_Source excerpt_
——

Discrepancy with proba-based metrics between fastai2 and sklearn

I don’t know if it’ relevant but there was a working multi class version. Fastai v2 vision

Hi @sgugger,

@FraPochetti and I have been working together this morning to review the proba-based metrics issue in fastai2 (RocAuc and APScore), and have jointly come up with a proposal we’d like to submit to you.
It manages all possibilities sklearn allows while keeping the API consistent with the rest of fastai2 metrics.
We have tested our proposal vs sklearn’s API using this gist and everything works well.

In sklearn there are 3 scenarios for roc_auc_score (each of them calculated slightly differently):

  • Binary:

    • targets: shape = (n_samples, )
    • preds: pass through softmax and then [:, -1], shape = (n_samples,)
  • Multiclass:

    • targets: shape = (n_samples, )
    • preds: pass through softmax, shape = (n_samples, n_classes)
    • multi_class = ‘ovr’ or ‘ovo’ (1)
  • Multilabel:

    • targets: shape = (n_samples, n_classes)
    • preds: pass through sigmoid, shape = (n_samples, n_classes)

(1) ‘ovr’: average AUC of each class against the rest . 'ovo’ : average AUC of all possible pairwise combinations of classes.

sklearn’s average_precision_score implementation is restricted to binary or multilabel classification tasks. So it cannot be used in multiclass cases.

Here’s our proposal:

class AccumMetric(Metric):
    "Stores predictions and targets on CPU in accumulate to perform final calculations with `func`."
    def __init__(self, func, dim_argmax=None, sigmoid=False, softmax=False, proba=False, thresh=None, to_np=False, invert_arg=False,
                 flatten=True, **kwargs):
        store_attr(self,'func,dim_argmax,sigmoid,softmax,proba,thresh,flatten')

——

Rows of the dataset:
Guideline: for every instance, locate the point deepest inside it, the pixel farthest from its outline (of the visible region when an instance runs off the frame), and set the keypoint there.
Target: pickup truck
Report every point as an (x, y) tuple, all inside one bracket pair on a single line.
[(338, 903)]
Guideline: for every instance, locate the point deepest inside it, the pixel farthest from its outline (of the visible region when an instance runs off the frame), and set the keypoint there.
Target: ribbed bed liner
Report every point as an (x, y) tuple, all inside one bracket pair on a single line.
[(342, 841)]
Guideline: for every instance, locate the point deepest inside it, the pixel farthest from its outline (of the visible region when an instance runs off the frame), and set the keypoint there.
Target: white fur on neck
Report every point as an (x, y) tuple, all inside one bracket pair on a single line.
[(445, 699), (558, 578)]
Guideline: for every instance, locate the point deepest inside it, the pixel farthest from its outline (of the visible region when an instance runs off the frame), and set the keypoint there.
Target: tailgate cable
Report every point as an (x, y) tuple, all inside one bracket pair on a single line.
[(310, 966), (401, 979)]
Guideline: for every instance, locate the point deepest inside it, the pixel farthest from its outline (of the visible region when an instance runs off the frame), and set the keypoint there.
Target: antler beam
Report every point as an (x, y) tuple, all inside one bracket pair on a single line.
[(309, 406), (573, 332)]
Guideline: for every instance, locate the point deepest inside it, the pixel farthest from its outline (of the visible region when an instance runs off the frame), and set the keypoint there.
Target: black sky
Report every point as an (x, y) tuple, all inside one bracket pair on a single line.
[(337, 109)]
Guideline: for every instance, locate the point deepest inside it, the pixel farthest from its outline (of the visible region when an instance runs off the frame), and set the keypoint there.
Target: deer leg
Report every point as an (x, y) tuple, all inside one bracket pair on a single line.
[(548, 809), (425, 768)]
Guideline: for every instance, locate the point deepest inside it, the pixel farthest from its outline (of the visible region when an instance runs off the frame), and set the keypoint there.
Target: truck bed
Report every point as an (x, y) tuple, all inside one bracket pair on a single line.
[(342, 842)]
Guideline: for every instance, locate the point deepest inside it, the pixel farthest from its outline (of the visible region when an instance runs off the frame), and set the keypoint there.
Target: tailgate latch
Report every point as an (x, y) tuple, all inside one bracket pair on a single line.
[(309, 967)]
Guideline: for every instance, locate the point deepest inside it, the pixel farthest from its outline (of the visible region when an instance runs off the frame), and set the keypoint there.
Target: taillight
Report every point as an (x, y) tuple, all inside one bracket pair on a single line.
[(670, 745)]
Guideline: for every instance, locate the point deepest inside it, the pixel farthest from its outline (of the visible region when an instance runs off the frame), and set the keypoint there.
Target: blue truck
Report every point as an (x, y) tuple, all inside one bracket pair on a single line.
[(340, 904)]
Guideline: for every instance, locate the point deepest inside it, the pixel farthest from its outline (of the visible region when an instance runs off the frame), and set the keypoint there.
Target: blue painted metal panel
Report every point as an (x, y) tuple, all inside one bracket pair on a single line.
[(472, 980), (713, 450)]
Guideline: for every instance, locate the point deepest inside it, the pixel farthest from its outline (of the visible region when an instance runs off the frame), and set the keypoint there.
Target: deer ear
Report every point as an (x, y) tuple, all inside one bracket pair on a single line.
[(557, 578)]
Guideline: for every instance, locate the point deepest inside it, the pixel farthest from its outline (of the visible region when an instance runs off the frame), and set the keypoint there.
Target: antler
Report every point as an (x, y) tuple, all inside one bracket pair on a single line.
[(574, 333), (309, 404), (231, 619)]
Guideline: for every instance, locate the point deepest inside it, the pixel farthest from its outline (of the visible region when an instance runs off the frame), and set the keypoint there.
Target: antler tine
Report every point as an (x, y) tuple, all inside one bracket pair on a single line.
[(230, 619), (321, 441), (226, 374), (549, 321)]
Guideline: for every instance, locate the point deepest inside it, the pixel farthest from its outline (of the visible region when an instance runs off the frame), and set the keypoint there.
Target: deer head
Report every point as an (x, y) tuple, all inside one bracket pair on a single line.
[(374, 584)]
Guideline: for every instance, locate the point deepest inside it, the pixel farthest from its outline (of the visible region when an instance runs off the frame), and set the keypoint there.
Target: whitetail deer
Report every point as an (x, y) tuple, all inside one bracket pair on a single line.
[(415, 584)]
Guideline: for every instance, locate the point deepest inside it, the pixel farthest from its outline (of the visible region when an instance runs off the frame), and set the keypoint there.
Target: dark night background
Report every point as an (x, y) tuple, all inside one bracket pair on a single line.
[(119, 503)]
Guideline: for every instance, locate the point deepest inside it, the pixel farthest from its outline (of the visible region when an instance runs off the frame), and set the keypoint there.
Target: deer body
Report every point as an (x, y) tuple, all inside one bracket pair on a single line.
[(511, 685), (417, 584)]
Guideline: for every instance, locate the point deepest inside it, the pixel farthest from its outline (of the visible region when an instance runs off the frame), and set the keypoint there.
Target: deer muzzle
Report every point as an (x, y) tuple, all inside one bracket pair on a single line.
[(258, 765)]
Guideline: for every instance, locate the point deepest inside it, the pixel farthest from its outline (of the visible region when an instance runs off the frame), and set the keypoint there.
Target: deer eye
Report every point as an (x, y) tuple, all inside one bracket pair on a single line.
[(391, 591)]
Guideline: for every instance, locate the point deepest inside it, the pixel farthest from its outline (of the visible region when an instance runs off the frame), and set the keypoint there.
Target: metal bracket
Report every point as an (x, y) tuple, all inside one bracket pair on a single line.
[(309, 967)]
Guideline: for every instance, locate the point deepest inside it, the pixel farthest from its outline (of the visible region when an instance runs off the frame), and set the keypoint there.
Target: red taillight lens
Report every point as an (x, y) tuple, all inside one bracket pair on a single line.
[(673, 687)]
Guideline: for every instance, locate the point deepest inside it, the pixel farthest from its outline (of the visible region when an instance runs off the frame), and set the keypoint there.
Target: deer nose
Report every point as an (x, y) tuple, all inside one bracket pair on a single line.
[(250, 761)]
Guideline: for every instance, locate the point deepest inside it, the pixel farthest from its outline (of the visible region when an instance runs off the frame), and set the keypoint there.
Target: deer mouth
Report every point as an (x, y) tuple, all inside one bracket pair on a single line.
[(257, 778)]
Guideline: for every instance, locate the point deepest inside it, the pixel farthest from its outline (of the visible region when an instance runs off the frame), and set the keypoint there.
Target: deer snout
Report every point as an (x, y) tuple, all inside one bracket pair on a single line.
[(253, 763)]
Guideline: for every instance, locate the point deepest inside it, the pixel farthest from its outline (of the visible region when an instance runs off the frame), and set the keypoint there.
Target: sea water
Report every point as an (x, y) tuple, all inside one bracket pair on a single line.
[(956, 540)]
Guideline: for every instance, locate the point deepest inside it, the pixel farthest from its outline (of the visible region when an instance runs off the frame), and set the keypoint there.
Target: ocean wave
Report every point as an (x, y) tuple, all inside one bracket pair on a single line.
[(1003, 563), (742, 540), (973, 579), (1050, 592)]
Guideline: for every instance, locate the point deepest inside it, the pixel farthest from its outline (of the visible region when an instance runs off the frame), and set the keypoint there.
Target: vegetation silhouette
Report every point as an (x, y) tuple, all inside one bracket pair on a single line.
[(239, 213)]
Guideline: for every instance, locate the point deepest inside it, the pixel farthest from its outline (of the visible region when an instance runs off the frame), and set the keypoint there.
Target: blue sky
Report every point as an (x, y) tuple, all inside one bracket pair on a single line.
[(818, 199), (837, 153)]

——

_Stated task_
Carry the forum post on fastai2 and sklearn proba-based metrics forward, starting right after its last line. The listing has no connection to the forum post on fastai2 and sklearn metrics.

_Written reply_
        self.to_np,self.invert_args,self.kwargs = to_np,invert_arg,kwargs

    def reset(self): self.targs,self.preds = [],[]

    def accumulate(self, learn):
        pred = learn.pred.argmax(dim=self.dim_argmax) if (self.dim_argmax and not self.proba) else learn.pred
        if self.sigmoid: pred = torch.sigmoid(pred)
        if self.thresh:  pred = (pred >= self.thresh)
        if self.softmax: 
            pred = F.softmax(pred, dim=-1)
            if learn.dls.c == 2: pred = pred[:, -1]
        targ = learn.y
        pred,targ = to_detach(pred),to_detach(targ)
        if self.flatten: pred,targ = flatten_check(pred,targ)
        self.preds.append(pred)
        self.targs.append(targ)

    @property
    def value(self):
        if len(self.preds) == 0: return
        preds,targs = torch.cat(self.preds),torch.cat(self.targs)
        if self.to_np: preds,targs = preds.numpy(),targs.numpy()
        return self.func(targs, preds, **self.kwargs) if self.invert_args else self.func(preds, targs, **self.kwargs)

    @property
    def name(self):  return self.func.func.__name__ if hasattr(self.func, 'func') else  self.func.__name__

def skm_to_fastai(func, is_class=True, thresh=None, axis=-1, sigmoid=None, softmax=False, proba=False, **kwargs):
    "Convert `func` from sklearn.metrics to a fastai metric"
    dim_argmax = axis if is_class and thresh is None else None
    sigmoid = sigmoid if sigmoid is not None else (is_class and thresh is not None)
    return AccumMetric(func, dim_argmax=dim_argmax, sigmoid=sigmoid, softmax=softmax, proba=proba, thresh=thresh,
                       to_np=True, invert_arg=True, **kwargs)

def APScore(axis=-1, average='macro', pos_label=1, sample_weight=None):
    "Average Precision for binary single-label classification problems"
    return skm_to_fastai(skm.average_precision_score, axis=axis, flatten=False, softmax=True, proba=True,
                         average=average, pos_label=pos_label, sample_weight=sample_weight)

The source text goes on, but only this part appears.